[EXERCISE DETAILS]
Extract every line of the data below that contains the word "lamp".

--- start MATERIALS PROVIDED ---

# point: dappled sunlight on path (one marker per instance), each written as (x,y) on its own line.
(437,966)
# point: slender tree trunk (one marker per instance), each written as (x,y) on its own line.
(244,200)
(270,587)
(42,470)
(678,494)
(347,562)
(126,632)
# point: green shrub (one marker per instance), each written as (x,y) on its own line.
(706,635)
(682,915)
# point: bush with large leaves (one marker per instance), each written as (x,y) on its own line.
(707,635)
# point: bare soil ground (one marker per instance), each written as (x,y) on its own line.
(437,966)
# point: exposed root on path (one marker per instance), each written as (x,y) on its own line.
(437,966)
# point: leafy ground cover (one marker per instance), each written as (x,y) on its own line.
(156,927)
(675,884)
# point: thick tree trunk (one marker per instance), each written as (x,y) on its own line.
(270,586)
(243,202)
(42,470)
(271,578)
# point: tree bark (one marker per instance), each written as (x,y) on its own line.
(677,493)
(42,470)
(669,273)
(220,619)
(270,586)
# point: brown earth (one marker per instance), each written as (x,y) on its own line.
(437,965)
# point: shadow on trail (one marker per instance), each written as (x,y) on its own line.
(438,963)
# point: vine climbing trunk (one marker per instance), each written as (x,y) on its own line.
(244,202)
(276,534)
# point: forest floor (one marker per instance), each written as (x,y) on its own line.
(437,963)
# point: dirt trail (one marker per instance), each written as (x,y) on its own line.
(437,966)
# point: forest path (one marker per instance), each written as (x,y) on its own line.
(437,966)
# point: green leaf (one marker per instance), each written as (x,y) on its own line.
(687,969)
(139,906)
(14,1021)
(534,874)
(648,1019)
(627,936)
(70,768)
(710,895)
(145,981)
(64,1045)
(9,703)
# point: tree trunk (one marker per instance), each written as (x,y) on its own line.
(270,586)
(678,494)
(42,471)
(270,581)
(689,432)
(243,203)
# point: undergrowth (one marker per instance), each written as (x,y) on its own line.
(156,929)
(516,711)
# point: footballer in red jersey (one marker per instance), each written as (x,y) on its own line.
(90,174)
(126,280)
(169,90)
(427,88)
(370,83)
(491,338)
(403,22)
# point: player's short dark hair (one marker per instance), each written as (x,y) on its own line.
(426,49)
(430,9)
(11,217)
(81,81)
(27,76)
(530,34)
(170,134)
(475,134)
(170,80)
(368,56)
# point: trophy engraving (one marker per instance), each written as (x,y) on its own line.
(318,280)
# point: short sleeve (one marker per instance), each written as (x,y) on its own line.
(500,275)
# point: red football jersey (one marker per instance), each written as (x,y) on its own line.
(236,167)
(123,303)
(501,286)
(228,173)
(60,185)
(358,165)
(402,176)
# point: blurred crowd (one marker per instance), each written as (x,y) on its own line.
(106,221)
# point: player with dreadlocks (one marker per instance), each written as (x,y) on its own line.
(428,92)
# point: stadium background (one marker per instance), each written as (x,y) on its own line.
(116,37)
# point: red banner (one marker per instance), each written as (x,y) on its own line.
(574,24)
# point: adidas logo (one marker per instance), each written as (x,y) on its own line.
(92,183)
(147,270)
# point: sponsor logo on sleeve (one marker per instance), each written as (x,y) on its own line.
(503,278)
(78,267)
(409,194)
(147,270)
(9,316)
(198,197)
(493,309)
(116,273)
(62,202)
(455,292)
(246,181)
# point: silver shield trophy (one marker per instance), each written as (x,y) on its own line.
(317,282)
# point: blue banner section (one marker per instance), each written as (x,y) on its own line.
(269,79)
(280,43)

--- end MATERIALS PROVIDED ---
--- start MATERIALS PROVIDED ---

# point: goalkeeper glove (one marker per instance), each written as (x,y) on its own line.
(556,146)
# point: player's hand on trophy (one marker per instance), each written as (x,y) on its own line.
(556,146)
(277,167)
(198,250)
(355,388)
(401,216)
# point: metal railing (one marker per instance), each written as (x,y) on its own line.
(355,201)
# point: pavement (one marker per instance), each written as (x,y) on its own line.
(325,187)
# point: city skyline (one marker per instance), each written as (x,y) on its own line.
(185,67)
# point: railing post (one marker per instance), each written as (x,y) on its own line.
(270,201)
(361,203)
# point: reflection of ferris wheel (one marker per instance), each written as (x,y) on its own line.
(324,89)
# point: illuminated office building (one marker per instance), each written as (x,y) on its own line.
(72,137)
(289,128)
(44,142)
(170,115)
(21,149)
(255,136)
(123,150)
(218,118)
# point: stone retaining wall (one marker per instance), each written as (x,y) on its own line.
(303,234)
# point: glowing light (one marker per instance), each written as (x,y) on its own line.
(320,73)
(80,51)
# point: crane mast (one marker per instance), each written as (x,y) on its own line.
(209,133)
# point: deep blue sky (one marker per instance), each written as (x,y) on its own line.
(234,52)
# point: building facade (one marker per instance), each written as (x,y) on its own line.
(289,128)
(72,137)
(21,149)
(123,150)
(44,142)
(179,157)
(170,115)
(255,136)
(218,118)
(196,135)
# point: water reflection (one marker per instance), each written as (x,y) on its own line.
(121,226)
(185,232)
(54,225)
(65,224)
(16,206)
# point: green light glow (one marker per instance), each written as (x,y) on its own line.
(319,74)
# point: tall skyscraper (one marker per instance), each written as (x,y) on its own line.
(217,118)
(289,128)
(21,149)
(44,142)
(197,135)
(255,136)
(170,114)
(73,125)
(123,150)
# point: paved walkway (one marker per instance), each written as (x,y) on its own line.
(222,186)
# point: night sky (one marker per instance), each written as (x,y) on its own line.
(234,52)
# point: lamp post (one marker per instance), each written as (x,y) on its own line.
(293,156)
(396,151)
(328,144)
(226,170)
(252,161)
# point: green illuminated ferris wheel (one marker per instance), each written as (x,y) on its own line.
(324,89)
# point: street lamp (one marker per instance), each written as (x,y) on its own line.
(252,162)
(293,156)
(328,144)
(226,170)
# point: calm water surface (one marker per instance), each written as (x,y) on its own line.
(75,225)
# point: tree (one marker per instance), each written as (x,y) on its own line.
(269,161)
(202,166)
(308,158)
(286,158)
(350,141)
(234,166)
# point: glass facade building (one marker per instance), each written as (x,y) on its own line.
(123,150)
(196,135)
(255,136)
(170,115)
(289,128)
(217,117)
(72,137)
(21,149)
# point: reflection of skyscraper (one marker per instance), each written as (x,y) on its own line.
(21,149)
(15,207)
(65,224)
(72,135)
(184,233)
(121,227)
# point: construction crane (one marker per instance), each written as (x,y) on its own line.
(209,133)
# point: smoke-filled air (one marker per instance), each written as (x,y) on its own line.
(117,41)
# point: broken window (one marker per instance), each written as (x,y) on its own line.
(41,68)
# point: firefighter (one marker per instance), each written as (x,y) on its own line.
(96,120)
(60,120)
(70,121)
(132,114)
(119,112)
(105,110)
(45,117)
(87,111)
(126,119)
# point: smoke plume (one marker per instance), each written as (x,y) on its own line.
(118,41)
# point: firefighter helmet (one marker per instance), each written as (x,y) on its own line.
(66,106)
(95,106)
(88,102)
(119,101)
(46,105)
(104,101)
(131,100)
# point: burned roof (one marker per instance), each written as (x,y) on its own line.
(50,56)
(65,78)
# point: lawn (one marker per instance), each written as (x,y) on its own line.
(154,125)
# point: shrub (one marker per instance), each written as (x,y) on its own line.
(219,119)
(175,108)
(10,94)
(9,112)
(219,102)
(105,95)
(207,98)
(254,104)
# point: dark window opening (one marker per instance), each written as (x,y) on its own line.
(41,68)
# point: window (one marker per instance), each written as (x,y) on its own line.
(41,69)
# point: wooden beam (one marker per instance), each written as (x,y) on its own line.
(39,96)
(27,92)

--- end MATERIALS PROVIDED ---

[TASK RESPONSE]
# point: lamp post (one marker per instance), each written as (x,y) on its own line.
# point: street lamp (one marker per instance), each written as (x,y) on its own line.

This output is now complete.